_Aim of the task_
Go to the line in the entries below that holds "Target: copyright symbol" and repeat exactly from there through the line that holds "[locate] river (a", inclusive.

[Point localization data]
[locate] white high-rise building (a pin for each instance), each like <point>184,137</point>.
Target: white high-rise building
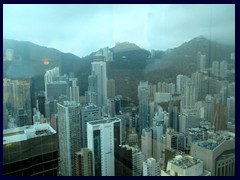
<point>99,70</point>
<point>74,90</point>
<point>180,83</point>
<point>231,109</point>
<point>189,94</point>
<point>223,69</point>
<point>49,76</point>
<point>151,167</point>
<point>137,159</point>
<point>90,112</point>
<point>69,129</point>
<point>147,142</point>
<point>215,68</point>
<point>103,136</point>
<point>143,105</point>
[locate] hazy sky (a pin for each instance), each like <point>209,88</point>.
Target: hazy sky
<point>82,29</point>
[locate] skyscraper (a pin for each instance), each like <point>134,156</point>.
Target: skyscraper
<point>74,90</point>
<point>143,105</point>
<point>147,143</point>
<point>103,136</point>
<point>89,113</point>
<point>84,162</point>
<point>99,69</point>
<point>69,129</point>
<point>151,167</point>
<point>111,88</point>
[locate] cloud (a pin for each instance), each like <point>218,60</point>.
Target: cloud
<point>81,29</point>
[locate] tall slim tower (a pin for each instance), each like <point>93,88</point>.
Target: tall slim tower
<point>84,162</point>
<point>99,69</point>
<point>143,105</point>
<point>74,90</point>
<point>103,136</point>
<point>69,129</point>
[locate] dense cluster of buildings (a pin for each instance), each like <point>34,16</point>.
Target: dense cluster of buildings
<point>185,128</point>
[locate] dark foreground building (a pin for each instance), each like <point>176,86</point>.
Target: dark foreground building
<point>30,151</point>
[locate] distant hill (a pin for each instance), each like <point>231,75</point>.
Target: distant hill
<point>130,64</point>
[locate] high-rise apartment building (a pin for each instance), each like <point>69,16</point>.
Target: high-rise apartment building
<point>69,130</point>
<point>103,137</point>
<point>143,105</point>
<point>74,90</point>
<point>84,166</point>
<point>17,101</point>
<point>217,153</point>
<point>223,69</point>
<point>89,113</point>
<point>151,167</point>
<point>147,143</point>
<point>30,151</point>
<point>111,88</point>
<point>215,68</point>
<point>99,70</point>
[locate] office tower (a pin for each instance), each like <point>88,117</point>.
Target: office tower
<point>74,90</point>
<point>146,139</point>
<point>201,62</point>
<point>123,160</point>
<point>137,161</point>
<point>159,129</point>
<point>30,151</point>
<point>215,68</point>
<point>16,97</point>
<point>151,167</point>
<point>180,83</point>
<point>69,130</point>
<point>89,113</point>
<point>99,70</point>
<point>220,118</point>
<point>91,94</point>
<point>187,121</point>
<point>175,140</point>
<point>41,103</point>
<point>189,95</point>
<point>223,69</point>
<point>103,137</point>
<point>231,109</point>
<point>185,166</point>
<point>151,112</point>
<point>50,76</point>
<point>111,88</point>
<point>117,105</point>
<point>143,105</point>
<point>217,153</point>
<point>231,89</point>
<point>51,112</point>
<point>209,109</point>
<point>173,116</point>
<point>84,166</point>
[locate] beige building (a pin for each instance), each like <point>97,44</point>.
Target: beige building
<point>217,153</point>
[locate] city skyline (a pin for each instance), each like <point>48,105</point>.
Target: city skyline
<point>109,24</point>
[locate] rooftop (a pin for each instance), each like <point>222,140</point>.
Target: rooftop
<point>104,121</point>
<point>184,161</point>
<point>26,132</point>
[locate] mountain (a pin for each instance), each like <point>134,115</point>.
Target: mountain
<point>130,64</point>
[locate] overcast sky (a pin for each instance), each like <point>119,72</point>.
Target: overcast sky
<point>82,29</point>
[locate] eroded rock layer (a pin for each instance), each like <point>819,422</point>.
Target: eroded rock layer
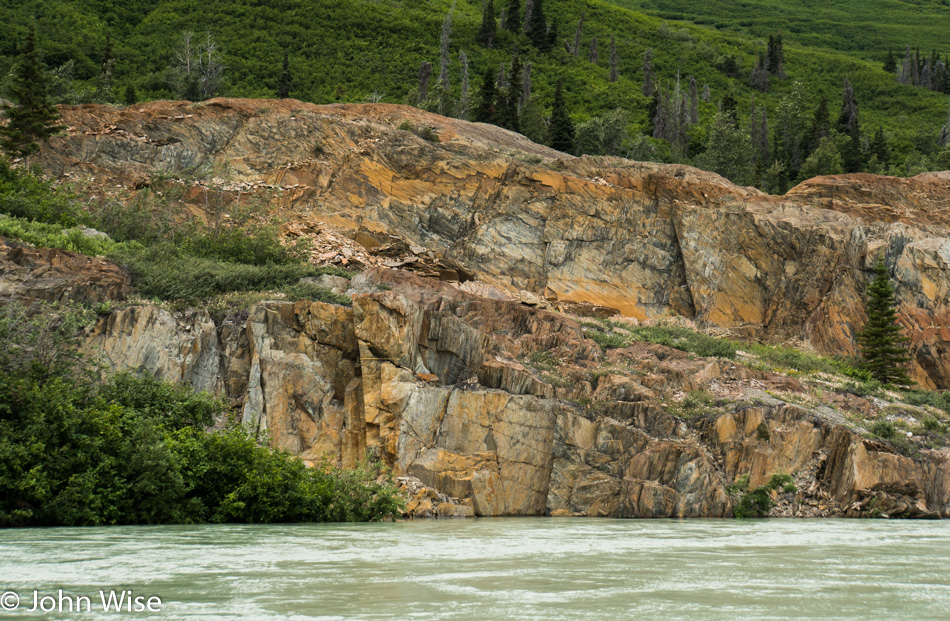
<point>431,379</point>
<point>646,239</point>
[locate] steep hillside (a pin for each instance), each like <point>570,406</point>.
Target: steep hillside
<point>868,28</point>
<point>352,51</point>
<point>646,239</point>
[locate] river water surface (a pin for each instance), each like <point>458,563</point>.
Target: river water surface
<point>531,568</point>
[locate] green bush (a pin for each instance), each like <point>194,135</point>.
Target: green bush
<point>133,450</point>
<point>310,291</point>
<point>26,194</point>
<point>883,429</point>
<point>758,502</point>
<point>43,235</point>
<point>806,362</point>
<point>131,453</point>
<point>939,400</point>
<point>167,273</point>
<point>687,340</point>
<point>607,340</point>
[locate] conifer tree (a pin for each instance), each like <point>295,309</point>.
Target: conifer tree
<point>562,127</point>
<point>820,127</point>
<point>552,36</point>
<point>879,148</point>
<point>890,63</point>
<point>487,99</point>
<point>511,97</point>
<point>648,73</point>
<point>131,97</point>
<point>693,101</point>
<point>883,347</point>
<point>425,76</point>
<point>32,117</point>
<point>614,59</point>
<point>104,82</point>
<point>539,27</point>
<point>285,81</point>
<point>489,28</point>
<point>849,125</point>
<point>464,102</point>
<point>576,48</point>
<point>445,42</point>
<point>513,20</point>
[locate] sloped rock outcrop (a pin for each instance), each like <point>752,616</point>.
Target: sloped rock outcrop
<point>645,239</point>
<point>437,383</point>
<point>47,275</point>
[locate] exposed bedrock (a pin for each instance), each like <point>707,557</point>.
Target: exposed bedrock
<point>647,239</point>
<point>429,379</point>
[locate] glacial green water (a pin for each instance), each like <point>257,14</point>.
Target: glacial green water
<point>532,568</point>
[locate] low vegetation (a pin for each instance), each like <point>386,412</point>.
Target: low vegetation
<point>78,450</point>
<point>171,257</point>
<point>758,502</point>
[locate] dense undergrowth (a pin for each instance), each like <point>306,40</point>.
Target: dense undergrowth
<point>171,257</point>
<point>79,450</point>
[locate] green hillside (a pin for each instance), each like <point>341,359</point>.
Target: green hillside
<point>866,27</point>
<point>351,51</point>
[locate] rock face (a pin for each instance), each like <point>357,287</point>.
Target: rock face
<point>645,239</point>
<point>476,393</point>
<point>435,382</point>
<point>42,274</point>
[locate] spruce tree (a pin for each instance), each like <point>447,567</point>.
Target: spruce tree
<point>131,97</point>
<point>879,148</point>
<point>883,347</point>
<point>511,97</point>
<point>485,112</point>
<point>562,127</point>
<point>286,80</point>
<point>513,22</point>
<point>849,124</point>
<point>820,127</point>
<point>890,63</point>
<point>539,27</point>
<point>104,82</point>
<point>552,37</point>
<point>614,59</point>
<point>32,117</point>
<point>489,27</point>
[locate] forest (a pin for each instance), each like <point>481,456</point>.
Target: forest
<point>763,92</point>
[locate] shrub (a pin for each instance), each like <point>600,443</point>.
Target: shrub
<point>758,502</point>
<point>310,291</point>
<point>939,400</point>
<point>883,429</point>
<point>26,194</point>
<point>166,273</point>
<point>687,340</point>
<point>133,452</point>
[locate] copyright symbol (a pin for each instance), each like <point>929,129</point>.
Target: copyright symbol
<point>9,601</point>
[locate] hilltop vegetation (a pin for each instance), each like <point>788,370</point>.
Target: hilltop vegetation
<point>351,51</point>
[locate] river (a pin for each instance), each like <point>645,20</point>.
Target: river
<point>530,568</point>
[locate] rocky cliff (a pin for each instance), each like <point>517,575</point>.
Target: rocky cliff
<point>645,239</point>
<point>489,405</point>
<point>503,409</point>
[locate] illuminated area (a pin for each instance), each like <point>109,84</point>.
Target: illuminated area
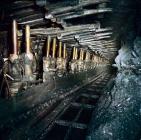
<point>70,70</point>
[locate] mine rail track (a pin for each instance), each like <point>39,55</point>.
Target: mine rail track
<point>73,118</point>
<point>65,119</point>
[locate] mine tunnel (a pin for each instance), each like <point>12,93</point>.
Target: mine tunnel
<point>70,70</point>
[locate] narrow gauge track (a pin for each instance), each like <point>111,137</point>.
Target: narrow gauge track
<point>66,118</point>
<point>74,113</point>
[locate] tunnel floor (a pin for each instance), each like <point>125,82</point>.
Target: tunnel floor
<point>61,106</point>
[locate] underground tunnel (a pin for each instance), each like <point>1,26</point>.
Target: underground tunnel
<point>70,70</point>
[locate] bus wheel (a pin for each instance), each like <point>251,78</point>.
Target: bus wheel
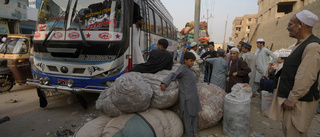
<point>42,99</point>
<point>82,101</point>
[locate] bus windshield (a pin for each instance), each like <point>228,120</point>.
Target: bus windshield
<point>15,46</point>
<point>91,16</point>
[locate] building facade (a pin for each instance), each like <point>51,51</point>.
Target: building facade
<point>242,26</point>
<point>273,9</point>
<point>272,21</point>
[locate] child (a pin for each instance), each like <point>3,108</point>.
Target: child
<point>219,70</point>
<point>238,70</point>
<point>189,100</point>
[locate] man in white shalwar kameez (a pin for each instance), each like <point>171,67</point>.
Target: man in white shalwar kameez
<point>136,51</point>
<point>262,63</point>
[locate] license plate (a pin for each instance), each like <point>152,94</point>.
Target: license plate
<point>62,81</point>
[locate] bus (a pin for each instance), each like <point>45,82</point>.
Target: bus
<point>84,45</point>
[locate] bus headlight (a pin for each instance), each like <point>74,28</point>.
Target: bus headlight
<point>35,76</point>
<point>41,81</point>
<point>46,81</point>
<point>70,83</point>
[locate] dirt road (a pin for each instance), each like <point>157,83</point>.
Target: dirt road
<point>64,114</point>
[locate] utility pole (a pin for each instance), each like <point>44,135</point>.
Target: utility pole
<point>196,22</point>
<point>225,31</point>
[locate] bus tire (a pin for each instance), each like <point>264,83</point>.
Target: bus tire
<point>42,99</point>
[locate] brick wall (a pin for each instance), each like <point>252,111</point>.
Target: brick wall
<point>275,32</point>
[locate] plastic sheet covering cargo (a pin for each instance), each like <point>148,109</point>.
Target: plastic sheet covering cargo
<point>130,93</point>
<point>151,123</point>
<point>237,111</point>
<point>211,99</point>
<point>162,99</point>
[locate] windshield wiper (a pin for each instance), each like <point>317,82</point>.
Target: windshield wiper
<point>85,43</point>
<point>52,28</point>
<point>56,21</point>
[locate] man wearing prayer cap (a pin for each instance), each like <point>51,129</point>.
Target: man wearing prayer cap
<point>209,54</point>
<point>219,70</point>
<point>262,63</point>
<point>250,59</point>
<point>193,49</point>
<point>237,69</point>
<point>297,94</point>
<point>230,45</point>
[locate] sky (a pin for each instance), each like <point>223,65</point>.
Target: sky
<point>182,12</point>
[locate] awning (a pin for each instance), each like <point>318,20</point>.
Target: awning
<point>27,27</point>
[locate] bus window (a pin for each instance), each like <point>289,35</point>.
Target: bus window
<point>169,32</point>
<point>151,19</point>
<point>165,28</point>
<point>158,24</point>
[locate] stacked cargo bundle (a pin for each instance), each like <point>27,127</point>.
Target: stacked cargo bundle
<point>137,97</point>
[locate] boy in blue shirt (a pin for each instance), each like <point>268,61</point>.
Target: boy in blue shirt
<point>188,96</point>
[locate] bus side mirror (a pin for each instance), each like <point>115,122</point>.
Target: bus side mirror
<point>6,1</point>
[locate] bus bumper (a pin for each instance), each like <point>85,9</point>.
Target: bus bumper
<point>65,89</point>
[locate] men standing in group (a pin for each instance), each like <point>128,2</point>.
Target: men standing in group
<point>262,63</point>
<point>136,27</point>
<point>230,45</point>
<point>198,60</point>
<point>209,54</point>
<point>250,59</point>
<point>297,93</point>
<point>237,70</point>
<point>240,46</point>
<point>219,70</point>
<point>159,59</point>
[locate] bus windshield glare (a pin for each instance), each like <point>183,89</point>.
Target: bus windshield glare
<point>87,15</point>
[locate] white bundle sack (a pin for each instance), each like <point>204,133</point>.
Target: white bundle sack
<point>131,93</point>
<point>105,104</point>
<point>162,99</point>
<point>153,122</point>
<point>237,111</point>
<point>211,99</point>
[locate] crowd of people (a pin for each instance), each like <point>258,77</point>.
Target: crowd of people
<point>295,76</point>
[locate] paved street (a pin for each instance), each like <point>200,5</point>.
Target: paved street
<point>64,113</point>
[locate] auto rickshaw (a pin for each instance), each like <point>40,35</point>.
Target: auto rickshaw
<point>15,53</point>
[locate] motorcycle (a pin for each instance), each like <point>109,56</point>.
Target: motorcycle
<point>6,77</point>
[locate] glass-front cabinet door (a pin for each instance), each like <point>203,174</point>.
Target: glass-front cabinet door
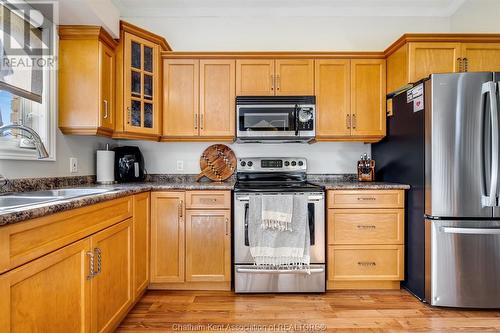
<point>141,71</point>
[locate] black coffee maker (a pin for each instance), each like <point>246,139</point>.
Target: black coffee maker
<point>129,164</point>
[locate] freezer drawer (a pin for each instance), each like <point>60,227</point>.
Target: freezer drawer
<point>249,279</point>
<point>465,264</point>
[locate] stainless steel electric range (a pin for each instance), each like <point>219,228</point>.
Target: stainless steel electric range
<point>277,176</point>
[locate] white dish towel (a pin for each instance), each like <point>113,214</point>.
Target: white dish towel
<point>277,212</point>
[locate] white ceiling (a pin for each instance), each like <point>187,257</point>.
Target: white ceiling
<point>300,8</point>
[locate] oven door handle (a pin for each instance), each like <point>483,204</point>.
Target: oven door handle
<point>280,271</point>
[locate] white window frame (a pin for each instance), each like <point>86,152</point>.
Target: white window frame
<point>9,147</point>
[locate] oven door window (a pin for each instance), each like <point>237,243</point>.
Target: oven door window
<point>269,119</point>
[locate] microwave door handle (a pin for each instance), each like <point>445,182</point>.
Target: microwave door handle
<point>296,112</point>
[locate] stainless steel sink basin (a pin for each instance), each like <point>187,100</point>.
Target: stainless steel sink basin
<point>23,199</point>
<point>10,201</point>
<point>65,192</point>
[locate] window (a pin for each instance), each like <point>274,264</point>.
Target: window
<point>27,78</point>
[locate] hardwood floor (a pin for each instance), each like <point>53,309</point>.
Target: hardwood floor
<point>340,311</point>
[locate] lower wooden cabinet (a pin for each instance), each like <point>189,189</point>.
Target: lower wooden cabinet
<point>190,245</point>
<point>50,294</point>
<point>112,283</point>
<point>81,280</point>
<point>141,242</point>
<point>365,239</point>
<point>208,245</point>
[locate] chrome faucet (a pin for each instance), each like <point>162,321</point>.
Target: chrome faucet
<point>33,137</point>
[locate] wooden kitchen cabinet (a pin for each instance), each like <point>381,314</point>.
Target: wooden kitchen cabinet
<point>217,98</point>
<point>112,284</point>
<point>333,98</point>
<point>86,61</point>
<point>481,57</point>
<point>414,57</point>
<point>191,243</point>
<point>255,77</point>
<point>181,98</point>
<point>49,294</point>
<point>294,77</point>
<point>365,239</point>
<point>368,98</point>
<point>199,100</point>
<point>350,99</point>
<point>280,77</point>
<point>139,84</point>
<point>208,245</point>
<point>167,237</point>
<point>141,244</point>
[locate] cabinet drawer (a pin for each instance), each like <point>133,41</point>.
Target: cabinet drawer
<point>365,226</point>
<point>25,241</point>
<point>363,262</point>
<point>366,199</point>
<point>208,199</point>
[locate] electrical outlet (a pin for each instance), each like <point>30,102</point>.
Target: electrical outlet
<point>73,165</point>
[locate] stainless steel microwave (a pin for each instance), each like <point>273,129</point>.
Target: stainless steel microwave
<point>275,119</point>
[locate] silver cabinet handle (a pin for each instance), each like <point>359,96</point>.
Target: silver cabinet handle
<point>99,260</point>
<point>105,109</point>
<point>490,200</point>
<point>471,231</point>
<point>181,203</point>
<point>91,264</point>
<point>279,271</point>
<point>460,64</point>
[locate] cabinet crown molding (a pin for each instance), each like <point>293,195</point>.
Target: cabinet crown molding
<point>83,32</point>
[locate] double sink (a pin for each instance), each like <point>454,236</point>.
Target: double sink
<point>12,201</point>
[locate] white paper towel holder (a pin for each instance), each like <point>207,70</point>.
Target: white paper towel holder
<point>108,170</point>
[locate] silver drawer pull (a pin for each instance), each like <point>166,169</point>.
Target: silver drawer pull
<point>279,271</point>
<point>471,231</point>
<point>367,263</point>
<point>366,199</point>
<point>366,227</point>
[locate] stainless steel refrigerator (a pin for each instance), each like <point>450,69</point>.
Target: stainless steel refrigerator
<point>443,140</point>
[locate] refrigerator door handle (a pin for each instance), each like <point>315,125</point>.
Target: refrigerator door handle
<point>489,88</point>
<point>471,231</point>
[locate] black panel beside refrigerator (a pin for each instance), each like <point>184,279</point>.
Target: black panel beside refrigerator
<point>400,159</point>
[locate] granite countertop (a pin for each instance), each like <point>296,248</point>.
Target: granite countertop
<point>155,183</point>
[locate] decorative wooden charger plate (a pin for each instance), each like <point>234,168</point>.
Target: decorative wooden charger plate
<point>217,163</point>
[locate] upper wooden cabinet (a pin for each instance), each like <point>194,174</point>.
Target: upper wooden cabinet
<point>413,58</point>
<point>333,98</point>
<point>86,80</point>
<point>138,88</point>
<point>368,99</point>
<point>199,100</point>
<point>268,77</point>
<point>350,99</point>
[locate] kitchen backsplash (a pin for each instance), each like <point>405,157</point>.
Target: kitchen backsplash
<point>322,157</point>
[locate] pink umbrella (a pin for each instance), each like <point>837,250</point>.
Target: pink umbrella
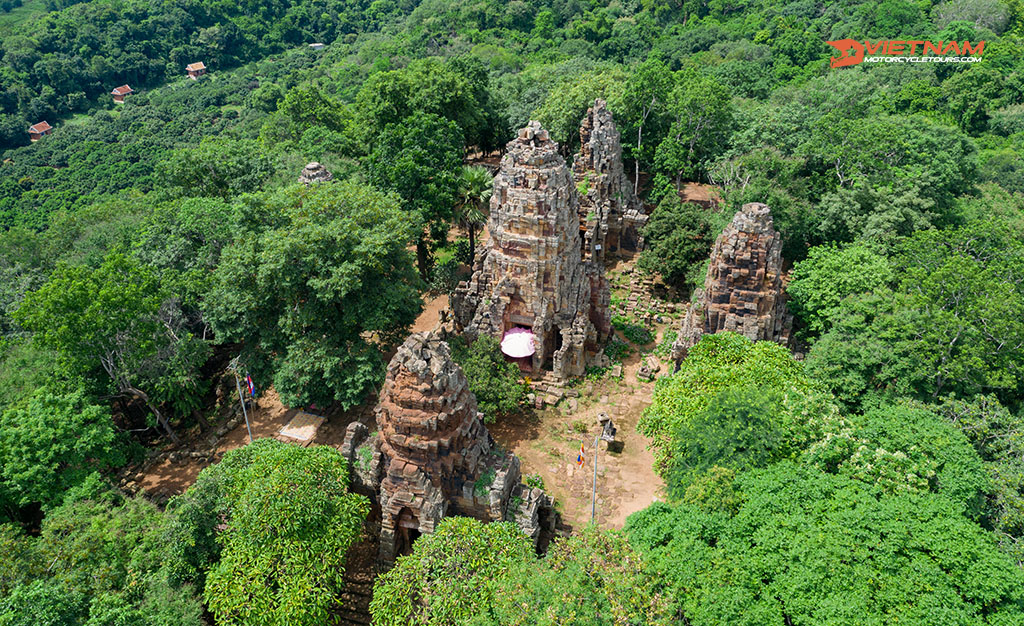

_Answer box_
Target: copyright symbol
<point>9,601</point>
[locate] hilltop vegetation (a pin for each instance), each like <point>788,370</point>.
Target: hilltop vegetation
<point>351,51</point>
[locate] river (a pin for each instance), each like <point>645,20</point>.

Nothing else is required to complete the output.